EXCERPTED TEXT >>
By John Donovan—June 10, 2010
Synopsys announced this morning that it had signed a definitive agreement to buy Virage Logic for $315M in what looks to be a mutually beneficial transaction. Synopsys needed to expand its semiconductor IP (SIP) IP offerings, and Virage Logic—having built out their portfolio and positioned themselves as a “trusted IP vendor”—needed the additional financial muscle and marketing channels that Synopsys brings to the table.
Synopsis has long been building up an IP portfolio to supplement its EDA tool offerings and now has the largest such portfolio of any EDA firm. Fifteen years ago Synopsys started out with interface IP. Last year they acquired MIPS’ Analog Business Group (ABG), adding an analog portfolio. Virage Logic, for its part, started out making SRAM instances and has expanded aggressively into other areas with their acquisitions of In-Chip Systems in 2002 (standard cell logic), Ingot Systems in 2007 (DDR memory controllers, PHYs, DLLs), Impinj in 2008 (their NVM technology) and ARC International in 2009 (configurable processors). Last November Virage added a missing analog/mixed-signal capability with their acquisition of NXP’s horizontal advanced CMOS semiconductor IP (SIP) technology.

SUPPLIED RECORDS >>
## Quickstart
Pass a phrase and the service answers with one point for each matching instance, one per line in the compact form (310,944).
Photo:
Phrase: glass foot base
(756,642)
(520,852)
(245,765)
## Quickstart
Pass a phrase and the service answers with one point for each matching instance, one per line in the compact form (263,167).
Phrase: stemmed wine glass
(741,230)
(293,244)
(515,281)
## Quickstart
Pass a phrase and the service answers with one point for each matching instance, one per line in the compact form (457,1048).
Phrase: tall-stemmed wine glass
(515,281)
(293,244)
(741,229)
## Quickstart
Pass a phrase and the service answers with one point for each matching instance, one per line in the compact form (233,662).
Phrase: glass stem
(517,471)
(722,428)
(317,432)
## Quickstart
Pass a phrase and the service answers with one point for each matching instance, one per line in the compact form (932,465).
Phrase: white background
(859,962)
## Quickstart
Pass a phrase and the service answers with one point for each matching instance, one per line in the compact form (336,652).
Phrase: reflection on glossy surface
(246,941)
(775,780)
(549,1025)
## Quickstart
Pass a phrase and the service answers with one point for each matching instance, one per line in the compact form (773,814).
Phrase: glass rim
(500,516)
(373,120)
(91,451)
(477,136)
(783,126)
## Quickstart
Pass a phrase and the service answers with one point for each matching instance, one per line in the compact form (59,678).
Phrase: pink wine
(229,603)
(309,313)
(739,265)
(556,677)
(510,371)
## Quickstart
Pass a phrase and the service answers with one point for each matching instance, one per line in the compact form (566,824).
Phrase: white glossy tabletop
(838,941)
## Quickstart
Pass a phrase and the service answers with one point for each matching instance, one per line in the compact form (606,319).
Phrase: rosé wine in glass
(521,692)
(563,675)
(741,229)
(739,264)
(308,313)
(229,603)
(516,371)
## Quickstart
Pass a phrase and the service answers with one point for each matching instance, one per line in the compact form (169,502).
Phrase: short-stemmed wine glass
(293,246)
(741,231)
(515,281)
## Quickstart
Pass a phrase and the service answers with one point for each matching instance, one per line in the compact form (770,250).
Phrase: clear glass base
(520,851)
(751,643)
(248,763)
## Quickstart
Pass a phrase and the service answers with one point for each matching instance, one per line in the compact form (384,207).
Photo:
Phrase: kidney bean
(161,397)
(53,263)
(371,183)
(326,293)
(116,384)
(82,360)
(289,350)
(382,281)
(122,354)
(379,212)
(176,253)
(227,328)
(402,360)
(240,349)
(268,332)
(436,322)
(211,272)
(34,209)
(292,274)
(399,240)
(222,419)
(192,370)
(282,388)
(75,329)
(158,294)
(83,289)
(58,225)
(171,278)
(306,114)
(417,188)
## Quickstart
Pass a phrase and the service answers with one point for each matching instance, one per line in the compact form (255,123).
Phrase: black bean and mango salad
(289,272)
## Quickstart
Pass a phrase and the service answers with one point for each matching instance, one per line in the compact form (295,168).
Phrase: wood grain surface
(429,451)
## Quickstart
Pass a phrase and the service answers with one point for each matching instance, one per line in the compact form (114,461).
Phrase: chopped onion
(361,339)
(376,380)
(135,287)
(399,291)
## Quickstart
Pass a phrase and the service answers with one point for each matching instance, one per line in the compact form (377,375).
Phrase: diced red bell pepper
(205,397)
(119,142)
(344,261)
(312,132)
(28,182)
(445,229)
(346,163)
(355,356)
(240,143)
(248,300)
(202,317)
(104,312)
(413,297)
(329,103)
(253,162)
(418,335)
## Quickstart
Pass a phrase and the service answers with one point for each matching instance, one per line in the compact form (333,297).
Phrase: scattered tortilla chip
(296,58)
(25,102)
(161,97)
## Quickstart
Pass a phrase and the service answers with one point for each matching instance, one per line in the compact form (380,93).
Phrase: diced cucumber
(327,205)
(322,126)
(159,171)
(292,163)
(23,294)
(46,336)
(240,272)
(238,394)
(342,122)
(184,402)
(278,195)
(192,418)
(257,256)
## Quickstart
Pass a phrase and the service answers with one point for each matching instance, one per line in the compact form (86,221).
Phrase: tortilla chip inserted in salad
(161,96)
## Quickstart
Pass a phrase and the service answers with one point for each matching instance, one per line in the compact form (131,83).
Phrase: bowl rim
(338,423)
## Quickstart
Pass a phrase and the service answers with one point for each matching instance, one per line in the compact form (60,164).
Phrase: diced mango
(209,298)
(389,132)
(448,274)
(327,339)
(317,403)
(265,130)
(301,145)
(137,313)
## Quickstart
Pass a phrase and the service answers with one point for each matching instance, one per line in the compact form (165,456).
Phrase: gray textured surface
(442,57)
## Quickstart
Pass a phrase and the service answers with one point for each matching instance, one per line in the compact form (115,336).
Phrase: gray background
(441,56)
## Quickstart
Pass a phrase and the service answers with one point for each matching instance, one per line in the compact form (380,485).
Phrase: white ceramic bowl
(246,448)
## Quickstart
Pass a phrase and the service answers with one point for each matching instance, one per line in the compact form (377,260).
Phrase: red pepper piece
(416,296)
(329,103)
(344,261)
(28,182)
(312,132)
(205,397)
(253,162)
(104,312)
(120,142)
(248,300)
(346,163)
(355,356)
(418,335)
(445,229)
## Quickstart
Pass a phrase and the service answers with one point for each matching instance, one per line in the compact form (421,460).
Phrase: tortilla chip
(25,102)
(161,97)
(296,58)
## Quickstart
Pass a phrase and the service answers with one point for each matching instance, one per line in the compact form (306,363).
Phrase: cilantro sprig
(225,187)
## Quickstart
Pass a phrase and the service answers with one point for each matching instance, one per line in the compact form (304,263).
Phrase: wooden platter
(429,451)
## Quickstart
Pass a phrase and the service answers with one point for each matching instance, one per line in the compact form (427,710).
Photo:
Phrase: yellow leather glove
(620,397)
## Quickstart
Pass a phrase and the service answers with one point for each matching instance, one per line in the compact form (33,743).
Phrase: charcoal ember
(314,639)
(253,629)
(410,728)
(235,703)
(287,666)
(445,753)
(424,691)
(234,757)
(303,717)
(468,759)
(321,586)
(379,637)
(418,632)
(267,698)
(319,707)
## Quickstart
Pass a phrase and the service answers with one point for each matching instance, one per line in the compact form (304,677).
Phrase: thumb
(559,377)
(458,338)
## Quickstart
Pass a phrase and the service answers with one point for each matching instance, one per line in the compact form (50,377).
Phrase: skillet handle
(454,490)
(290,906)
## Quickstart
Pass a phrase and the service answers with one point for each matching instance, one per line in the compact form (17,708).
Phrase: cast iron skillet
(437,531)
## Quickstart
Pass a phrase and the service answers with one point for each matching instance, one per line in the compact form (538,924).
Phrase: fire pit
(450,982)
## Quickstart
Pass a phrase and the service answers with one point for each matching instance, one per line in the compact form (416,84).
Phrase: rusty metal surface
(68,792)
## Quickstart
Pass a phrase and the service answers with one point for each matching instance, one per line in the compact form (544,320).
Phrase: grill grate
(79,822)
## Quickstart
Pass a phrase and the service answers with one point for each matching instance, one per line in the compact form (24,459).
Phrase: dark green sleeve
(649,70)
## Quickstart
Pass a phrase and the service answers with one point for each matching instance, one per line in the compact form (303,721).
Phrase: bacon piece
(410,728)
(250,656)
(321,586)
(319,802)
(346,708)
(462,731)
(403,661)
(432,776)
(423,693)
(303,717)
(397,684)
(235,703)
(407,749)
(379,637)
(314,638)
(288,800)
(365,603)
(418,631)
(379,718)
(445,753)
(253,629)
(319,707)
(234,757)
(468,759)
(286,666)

ASSIGNED TASK >> Reproduce the full article above about Synopsys agreeing to buy Virage Logic, word for word and including the byline.

PROBLEM SOLUTION >>
By John Donovan—June 10, 2010
Synopsys announced this morning that it had signed a definitive agreement to buy Virage Logic for $315M in what looks to be a mutually beneficial transaction. Synopsys needed to expand its semiconductor IP (SIP) IP offerings, and Virage Logic—having built out their portfolio and positioned themselves as a “trusted IP vendor”—needed the additional financial muscle and marketing channels that Synopsys brings to the table.
Synopsis has long been building up an IP portfolio to supplement its EDA tool offerings and now has the largest such portfolio of any EDA firm. Fifteen years ago Synopsys started out with interface IP. Last year they acquired MIPS’ Analog Business Group (ABG), adding an analog portfolio. Virage Logic, for its part, started out making SRAM instances and has expanded aggressively into other areas with their acquisitions of In-Chip Systems in 2002 (standard cell logic), Ingot Systems in 2007 (DDR memory controllers, PHYs, DLLs), Impinj in 2008 (their NVM technology) and ARC International in 2009 (configurable processors). Last November Virage added a missing analog/mixed-signal capability with their acquisition of NXP’s horizontal advanced CMOS semiconductor IP (SIP) technology.